▶ [What the exercise asks]:
In the summary of the study on rotating helices, what happens when trap stiffness approaches infinity?

▶ [Passage provided]:

Synchronization of rotating helices by hydrodynamic interactions

TL;DR

This study investigates whether hydrodynamic interactions alone can cause synchronization of rotating helices, similar to bacterial flagella, by modeling two rigid helices driven by constant torques and fixed in traps.

Contribution

It demonstrates that hydrodynamic interactions can synchronize rotating helices in a low Reynolds number regime, depending on trap stiffness, providing insight into bacterial flagella bundling.

Findings

Hydrodynamic interactions lead to synchronization at finite trap stiffness.

Synchronization speed decreases as trap stiffness increases.

No synchronization occurs when trap stiffness approaches infinity.

▶ [Extracted data]:
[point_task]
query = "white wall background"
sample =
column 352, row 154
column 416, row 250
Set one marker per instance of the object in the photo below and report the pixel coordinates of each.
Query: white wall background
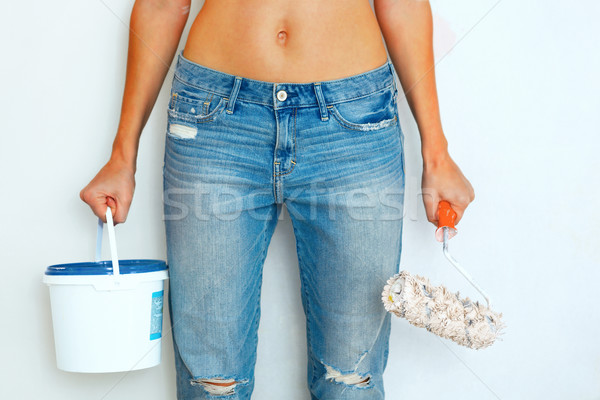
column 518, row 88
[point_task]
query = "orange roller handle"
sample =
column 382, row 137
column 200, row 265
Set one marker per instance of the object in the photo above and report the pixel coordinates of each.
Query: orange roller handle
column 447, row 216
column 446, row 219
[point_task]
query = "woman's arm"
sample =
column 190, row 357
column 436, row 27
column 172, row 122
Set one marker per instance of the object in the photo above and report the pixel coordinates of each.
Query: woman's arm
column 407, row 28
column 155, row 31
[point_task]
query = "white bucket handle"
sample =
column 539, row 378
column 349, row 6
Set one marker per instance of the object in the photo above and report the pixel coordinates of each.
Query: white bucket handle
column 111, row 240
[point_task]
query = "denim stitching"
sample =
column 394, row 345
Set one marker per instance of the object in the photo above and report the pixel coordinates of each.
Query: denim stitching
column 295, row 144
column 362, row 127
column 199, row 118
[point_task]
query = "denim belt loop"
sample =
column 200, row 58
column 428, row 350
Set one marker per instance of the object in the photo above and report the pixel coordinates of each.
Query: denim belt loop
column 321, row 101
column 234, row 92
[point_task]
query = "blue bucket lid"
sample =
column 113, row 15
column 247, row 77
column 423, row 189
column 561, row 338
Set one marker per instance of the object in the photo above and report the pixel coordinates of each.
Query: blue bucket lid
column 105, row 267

▶ [Result of the exercise]:
No synchronization occurs.